- _Texte fourni_
****************

Tous les députés de la coalition, en déplacement à
l’étranger, avaient reçu l’ordre de rentrer pour voter. Pas une voix ne devait
manquer. Bennett et les autres ministres, qui l'ont rejoint à Glasgow pour le
sommet sur le climat de la COP 26, sont rentrés immédiatement.
Résultat du vote 61 pour 59 contre |
Pourtant la majorité était étriquée puisque le député de Yamina, Amichai Chikli a décidé de rompre avec son parti en ne votant pas le budget. En conséquence son avenir à Yamina est compromis. Netanyahou a consacré ces dernières semaines à affuter ses ultimes armes pour obtenir la défection de membres de la coalition. Il a tenté de convaincre le député Raam, Mazen Ghanaim, de ne pas voter pour le budget pour renverser le gouvernement en échange de la construction d’un hôpital à Sakhnin, la ville dont il était auparavant le maire. Le jeune député francophone Yomtob Kalfon, a reçu des offres alléchantes de ministères pour trahir la coalition et pour changer de camp. Mais il savait ce que valent les promesses de Netanyahou. Il a résisté pour respecter ses engagements avec son parti Yamina qui lui a donné, pour la première fois, la chance d’être élu. Tout neuf en politique, il a refusé de commencer sa carrière de député en trempant dans les magouilles politiciennes. C’est tout à son honneur.
Yomtob Kalfon |
Ce vote au résultat prévisible va permettre au gouvernement de se consacrer à la tâche pour laquelle l’attendent les Israéliens. On peut prévoir une certaine stabilité pendant au moins une année jusqu’à la date prévue pour la rotation du premier ministre. Des rumeurs persistantes au sein de Yesh Atid font état de la décision de Yaïr Lapid de renoncer à la rotation. D’une part, il se trouve bien au ministère des Affaires étrangères avec des contacts permanents avec toutes les chancelleries et les hommes d’État. C’est le poste qui lui convient le mieux. D’autre part, il codirige de fait le gouvernement avec Avigdor Lieberman et Benny Gantz laissant à Naftali Bennett le soin «d’inaugurer les chrysanthèmes». Il ne recherche pas les honneurs. Mais une autre raison stratégique est avancée. Affaibli dans son parti et en roue libre, Bennett pourrait faire éclater la coalition pour rejoindre le Likoud, son clan naturel.
Depuis mars 2018, le pays
n’avait pas de budget parce que Netanyahou avait choisi la mauvaise stratégie
de ne pas adopter de nouveau budget pour empêcher le ministre de la Défense
Benny Gantz de le remplacer en tant que Premier ministre conformément à leur
accord de rotation. Il n’a pas joué le jeu croyant que rien ne pouvait lui
arriver et qu’il pouvait humilier impunément son partenaire. Netanyahou a mal
calculé sa décision qui lui a causé un grave préjudice ainsi qu’au Likoud, neutralisé
dans l’opposition. Il a fait passer son intérêt personnel avant celui de son
pays et de son parti.

****************

- _Lignes enregistrées_
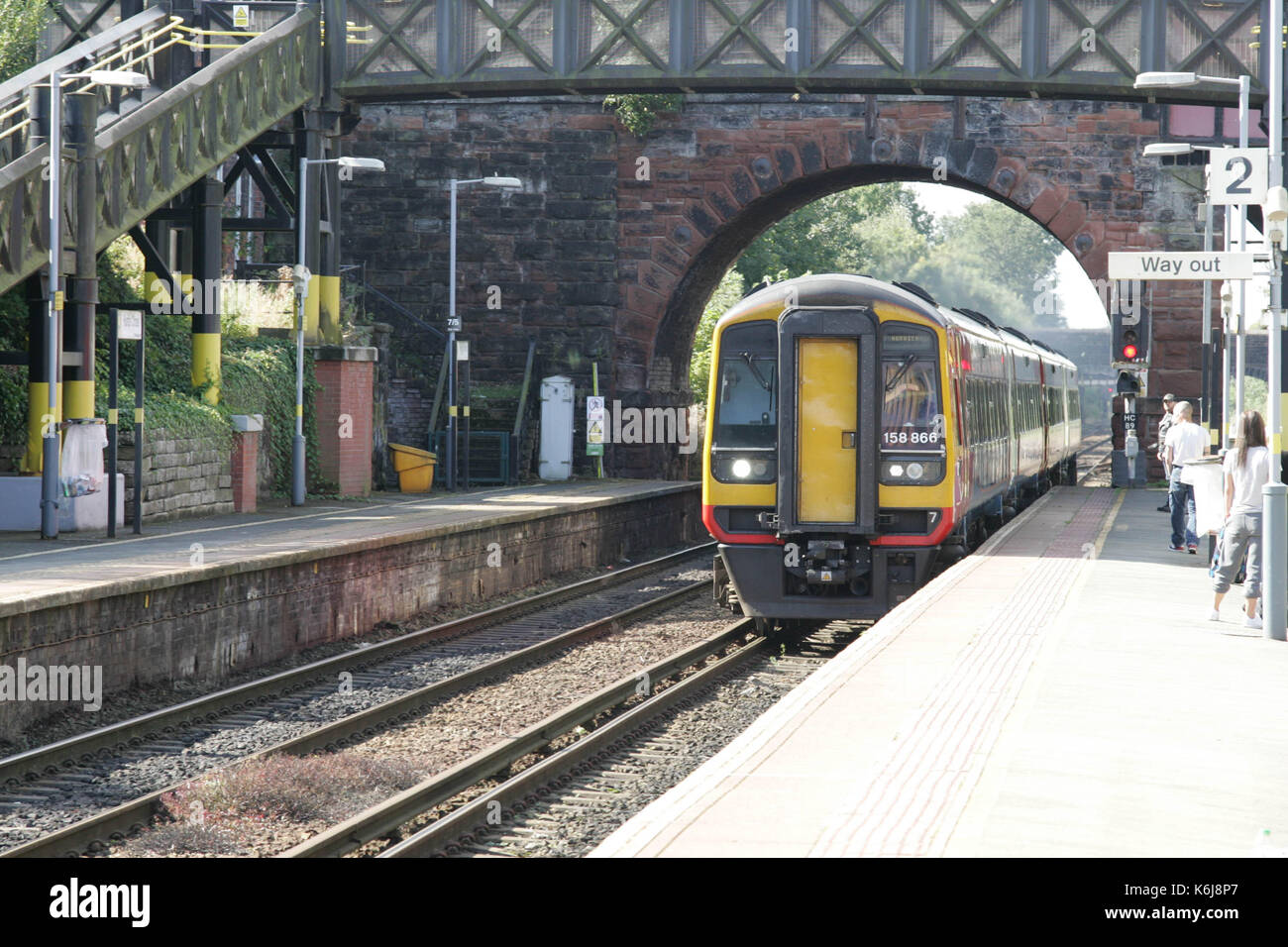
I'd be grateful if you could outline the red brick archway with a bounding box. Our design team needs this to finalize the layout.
[615,100,1202,398]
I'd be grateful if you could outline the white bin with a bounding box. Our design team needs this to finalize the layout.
[537,374,574,480]
[1181,456,1225,536]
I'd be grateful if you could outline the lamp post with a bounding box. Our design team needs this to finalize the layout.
[446,175,523,489]
[40,69,149,540]
[1261,0,1288,642]
[291,158,385,506]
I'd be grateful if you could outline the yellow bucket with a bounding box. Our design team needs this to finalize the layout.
[389,443,438,493]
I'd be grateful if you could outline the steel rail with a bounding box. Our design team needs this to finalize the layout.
[278,618,765,858]
[0,569,707,858]
[0,543,715,786]
[378,618,769,858]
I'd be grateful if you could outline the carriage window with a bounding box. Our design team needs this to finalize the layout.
[881,322,942,450]
[712,320,778,449]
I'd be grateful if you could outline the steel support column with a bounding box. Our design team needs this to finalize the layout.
[295,108,322,346]
[63,91,98,417]
[190,175,224,404]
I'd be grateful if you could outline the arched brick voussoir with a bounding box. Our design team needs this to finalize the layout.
[1029,184,1069,224]
[1047,200,1087,244]
[725,164,760,207]
[649,237,693,279]
[1064,219,1105,262]
[821,129,853,167]
[793,138,827,174]
[773,142,805,184]
[988,156,1024,198]
[705,184,742,229]
[684,201,721,241]
[638,261,679,300]
[747,155,783,194]
[1012,174,1051,210]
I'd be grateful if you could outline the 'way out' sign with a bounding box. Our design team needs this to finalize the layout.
[1109,253,1257,279]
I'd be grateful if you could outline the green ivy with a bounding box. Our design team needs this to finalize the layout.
[604,93,684,137]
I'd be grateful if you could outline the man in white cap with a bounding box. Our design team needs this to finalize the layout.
[1163,401,1208,556]
[1158,391,1176,513]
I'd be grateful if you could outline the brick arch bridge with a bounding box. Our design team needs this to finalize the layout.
[344,95,1202,475]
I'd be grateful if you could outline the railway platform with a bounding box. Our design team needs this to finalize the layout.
[0,480,704,732]
[593,487,1288,857]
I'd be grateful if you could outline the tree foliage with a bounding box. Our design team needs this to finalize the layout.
[734,184,932,286]
[734,184,1061,329]
[604,93,684,137]
[0,0,54,82]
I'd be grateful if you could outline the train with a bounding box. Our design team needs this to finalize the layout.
[702,274,1082,629]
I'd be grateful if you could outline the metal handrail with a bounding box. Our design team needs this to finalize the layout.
[0,7,170,103]
[358,279,447,339]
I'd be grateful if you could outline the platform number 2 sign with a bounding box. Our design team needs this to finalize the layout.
[1208,149,1270,204]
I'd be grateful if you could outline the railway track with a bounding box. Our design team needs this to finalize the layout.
[0,544,711,857]
[1078,434,1115,487]
[363,621,866,858]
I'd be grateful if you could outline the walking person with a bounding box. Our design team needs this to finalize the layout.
[1163,401,1208,556]
[1158,391,1176,513]
[1208,411,1270,627]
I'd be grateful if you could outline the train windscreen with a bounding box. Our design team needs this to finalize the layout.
[711,321,778,450]
[881,322,944,451]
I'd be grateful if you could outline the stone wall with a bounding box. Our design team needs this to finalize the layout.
[117,428,233,523]
[386,378,435,450]
[0,484,705,733]
[343,94,1202,475]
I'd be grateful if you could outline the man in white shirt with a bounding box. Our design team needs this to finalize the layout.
[1163,401,1208,556]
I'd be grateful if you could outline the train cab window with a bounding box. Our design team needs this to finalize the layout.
[881,322,945,451]
[711,320,778,450]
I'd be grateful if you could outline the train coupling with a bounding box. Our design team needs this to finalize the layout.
[791,540,872,585]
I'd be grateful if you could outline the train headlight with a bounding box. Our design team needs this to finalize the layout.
[711,451,778,483]
[881,458,944,487]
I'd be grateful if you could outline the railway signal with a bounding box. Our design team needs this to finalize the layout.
[1109,279,1149,368]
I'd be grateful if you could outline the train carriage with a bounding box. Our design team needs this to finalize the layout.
[703,274,1078,621]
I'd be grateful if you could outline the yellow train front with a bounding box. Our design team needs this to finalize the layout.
[702,275,1081,622]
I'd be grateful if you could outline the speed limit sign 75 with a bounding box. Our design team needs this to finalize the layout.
[1208,149,1269,204]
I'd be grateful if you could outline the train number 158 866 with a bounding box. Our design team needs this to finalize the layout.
[881,430,939,445]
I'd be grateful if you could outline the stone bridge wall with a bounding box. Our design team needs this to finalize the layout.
[343,95,1201,475]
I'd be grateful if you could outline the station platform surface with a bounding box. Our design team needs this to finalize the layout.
[0,479,698,616]
[593,487,1288,857]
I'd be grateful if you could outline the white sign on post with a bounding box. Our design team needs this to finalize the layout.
[116,309,143,340]
[1208,149,1270,204]
[1109,252,1257,279]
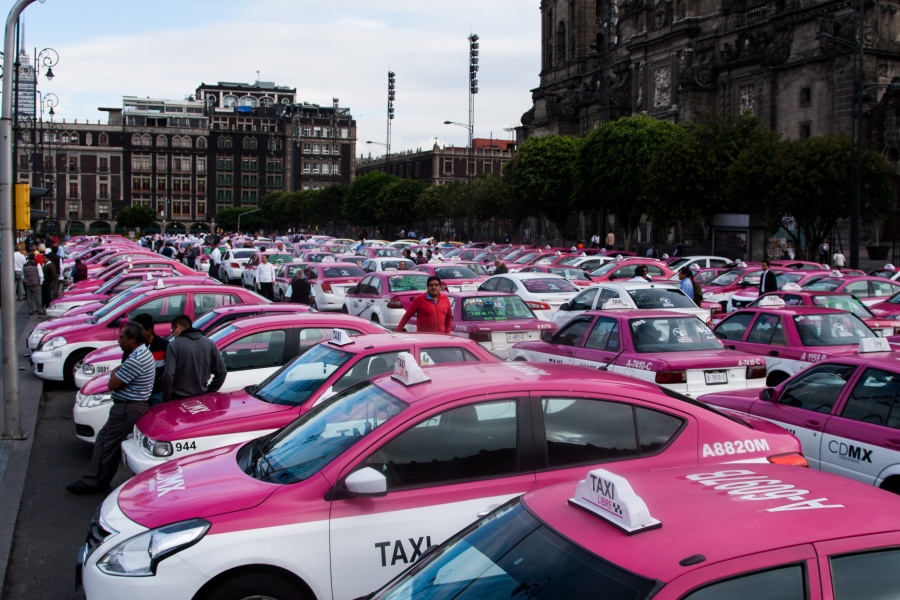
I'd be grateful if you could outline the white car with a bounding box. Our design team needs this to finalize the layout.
[362,256,416,273]
[550,281,709,327]
[218,248,256,284]
[478,273,579,321]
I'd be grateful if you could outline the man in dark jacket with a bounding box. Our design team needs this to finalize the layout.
[162,315,227,402]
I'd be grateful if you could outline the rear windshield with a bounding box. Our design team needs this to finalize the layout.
[387,275,428,292]
[462,296,537,321]
[322,266,366,277]
[628,288,697,308]
[522,277,578,294]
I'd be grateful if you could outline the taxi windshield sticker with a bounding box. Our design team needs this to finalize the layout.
[387,275,428,292]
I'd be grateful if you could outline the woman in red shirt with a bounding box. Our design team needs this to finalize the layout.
[397,275,453,333]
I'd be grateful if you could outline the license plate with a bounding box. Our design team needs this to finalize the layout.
[703,371,728,385]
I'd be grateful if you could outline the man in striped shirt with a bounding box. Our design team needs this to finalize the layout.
[66,323,156,494]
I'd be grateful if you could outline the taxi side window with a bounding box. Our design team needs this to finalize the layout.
[128,294,187,325]
[553,317,594,346]
[584,317,620,352]
[716,313,753,341]
[778,365,855,413]
[747,314,784,346]
[363,400,517,490]
[334,350,400,393]
[830,549,900,600]
[541,398,639,468]
[222,330,287,372]
[841,369,900,429]
[194,294,240,319]
[684,565,808,600]
[569,288,597,310]
[419,348,478,365]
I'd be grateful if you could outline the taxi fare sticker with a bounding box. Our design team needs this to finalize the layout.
[687,469,844,512]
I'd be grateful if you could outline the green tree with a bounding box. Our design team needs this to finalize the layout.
[647,114,779,231]
[729,136,896,256]
[503,135,581,235]
[576,115,678,249]
[115,206,158,229]
[341,171,398,226]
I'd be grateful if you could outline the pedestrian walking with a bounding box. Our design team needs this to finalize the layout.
[22,254,45,315]
[134,313,169,406]
[66,323,155,494]
[397,275,453,333]
[256,253,275,300]
[162,315,227,402]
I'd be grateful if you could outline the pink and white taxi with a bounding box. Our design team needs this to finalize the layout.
[31,279,267,385]
[713,296,877,386]
[366,465,900,600]
[509,298,766,396]
[699,338,900,494]
[78,358,807,600]
[117,332,497,473]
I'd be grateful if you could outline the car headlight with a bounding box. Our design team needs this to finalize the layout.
[97,519,210,577]
[41,335,66,351]
[75,392,112,408]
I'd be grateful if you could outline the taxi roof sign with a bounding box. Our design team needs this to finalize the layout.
[391,352,431,386]
[569,469,662,534]
[603,298,631,310]
[857,338,891,354]
[758,296,785,308]
[331,327,353,346]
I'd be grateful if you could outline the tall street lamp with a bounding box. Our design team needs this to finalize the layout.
[816,0,866,269]
[444,121,475,242]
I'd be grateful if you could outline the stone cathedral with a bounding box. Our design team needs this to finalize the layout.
[521,0,900,164]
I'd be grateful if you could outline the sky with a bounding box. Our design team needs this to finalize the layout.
[17,0,540,156]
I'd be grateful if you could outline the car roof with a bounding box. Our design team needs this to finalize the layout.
[372,358,660,407]
[523,463,900,582]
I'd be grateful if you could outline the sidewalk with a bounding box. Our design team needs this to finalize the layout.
[0,302,43,586]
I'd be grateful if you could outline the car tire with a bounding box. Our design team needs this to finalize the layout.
[199,572,306,600]
[63,349,91,387]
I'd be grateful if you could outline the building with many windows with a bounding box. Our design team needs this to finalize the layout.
[15,82,356,233]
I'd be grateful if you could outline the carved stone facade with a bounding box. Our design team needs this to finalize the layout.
[520,0,900,164]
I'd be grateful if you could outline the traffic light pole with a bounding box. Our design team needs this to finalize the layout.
[0,0,40,440]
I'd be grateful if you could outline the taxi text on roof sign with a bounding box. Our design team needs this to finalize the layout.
[569,469,662,534]
[391,352,431,386]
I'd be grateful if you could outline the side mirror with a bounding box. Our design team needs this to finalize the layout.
[344,467,387,496]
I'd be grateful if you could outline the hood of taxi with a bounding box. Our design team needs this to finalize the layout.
[138,390,299,440]
[118,445,279,529]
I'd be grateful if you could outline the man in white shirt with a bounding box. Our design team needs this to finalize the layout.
[256,254,275,300]
[13,246,25,300]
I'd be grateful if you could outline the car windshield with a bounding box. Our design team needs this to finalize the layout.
[461,296,537,321]
[794,313,875,346]
[628,288,697,308]
[709,269,746,285]
[253,344,355,406]
[385,274,428,292]
[434,266,478,280]
[322,265,366,278]
[253,382,407,484]
[812,294,875,319]
[371,499,656,600]
[628,315,723,353]
[522,277,578,294]
[803,278,844,292]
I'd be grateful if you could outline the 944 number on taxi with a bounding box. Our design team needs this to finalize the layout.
[703,439,769,458]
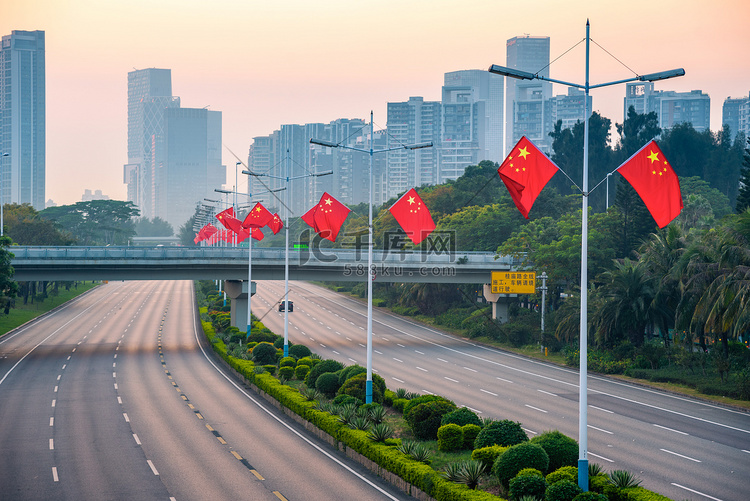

****************

- _Défis_
1. Répondez à ces questions sur l'article sur le vote du budget :
(a) Quel a été le résultat du vote ?
(b) De quelle ville Mazen Ghanaim était-il auparavant le maire ?
(c) Depuis quand le pays n'avait-il pas de budget ?
2. Citez le passage de l'article sur le vote du budget qui va de « Tous les députés » à « sont rentrés immédiatement. », ces deux extraits compris.
3. Poursuivez l'article sur le vote du budget là où il s'arrête.
Les entrées n'ont aucun rôle ici.

- _Réponses par tâche_
1.
(a) 61 pour, 59 contre.
(b) Sakhnin.
(c) Depuis mars 2018.

2.
Tous les députés de la coalition, en déplacement à
l’étranger, avaient reçu l’ordre de rentrer pour voter. Pas une voix ne devait
manquer. Bennett et les autres ministres, qui l'ont rejoint à Glasgow pour le
sommet sur le climat de la COP 26, sont rentrés immédiatement.

3.
Netanyahou au visage triste de l'échec |
Netanyahou a perdu son pari de
faire tomber le gouvernement et son avenir à la tête du Likoud reste sombre. D’ailleurs,
il arborait à la Knesset un visage renfermé. Il est vrai que les séances de
nuit ont été éprouvantes pour tous les législateurs. Ils se sont shootés au
café et aux sucreries pour tenir le coup. Dans cette atmosphère tendue à la
Knesset, Netanyahou s’est trompé dans le vote de l’un des articles en donnant
sa voix au gouvernement ; erreur ou volonté de marquer son dépit ?
Adoption du budget |
L’opposition n’a jamais désarmé
bien que le vote fût acquis d’avance avec le refus des trahisons. Des fake news
ont été diffusées comme celle qui prétendait qu’une partie des fonds dévolus
aux Arabes serait transférée au Hamas. Tous les excès de langage ont fait
florès à l’instar du député druze du Likoud, Fateen Mulla, qui a déclaré le 2 novembre
lors d’un meeting public que Mansour Abbas «prend l'argent et tue nos
soldats». Ces fausses nouvelles ont laissé de marbre les membres de la
coalition. Au contraire, ils se sont serré les coudes. Par ailleurs, les
sondages téléguidés, plaçant Netanyahou à 36 sièges, Yamina à 6 sièges et
Gideon Saar exclu de la Knesset, ont eu un effet inverse en assurant l’unité de
la coalition par crainte d’un retour du Likoud au pouvoir. Le vote du budget
était devenu un impératif qui a été atteint.
Fateen Mulla |
Fidèle à son langage fleuri et
haineux, le président d'Otzma Yehudit, le député Itamar Ben Gvir, a répondu à
l'approbation du budget : «Un jour sombre pour l'État juif, un jour de
victoire pour les Frères musulmans qui reçoivent des dizaines de milliards.
Nous continuerons à nous battre jusqu'à ce que nous éliminions ce mal».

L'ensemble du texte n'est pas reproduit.